Stored dataset items:
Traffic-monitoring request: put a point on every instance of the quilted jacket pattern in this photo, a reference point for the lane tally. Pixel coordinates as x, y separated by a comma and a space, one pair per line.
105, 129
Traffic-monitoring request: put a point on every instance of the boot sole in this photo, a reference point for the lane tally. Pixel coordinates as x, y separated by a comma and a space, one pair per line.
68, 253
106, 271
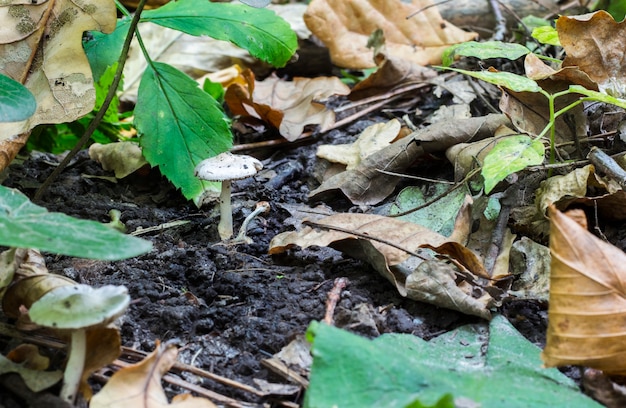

TASK STATEMENT: Exact repetition of all entries is required. The pictures should not appear.

ANSWER:
Traffic-monitoring request: put a point on every instance of the quilted jacket pattern in this photo, a reference point for the lane tally. Pixel coordinates as x, y separated by a comma and a space, one pair per line.
105, 129
Traffic-monitoring request: put a point on every instance of the boot sole in this photo, a reference point for the lane tally. Pixel coordinates as x, y separated by a comma and a space, one pair per line.
68, 253
106, 271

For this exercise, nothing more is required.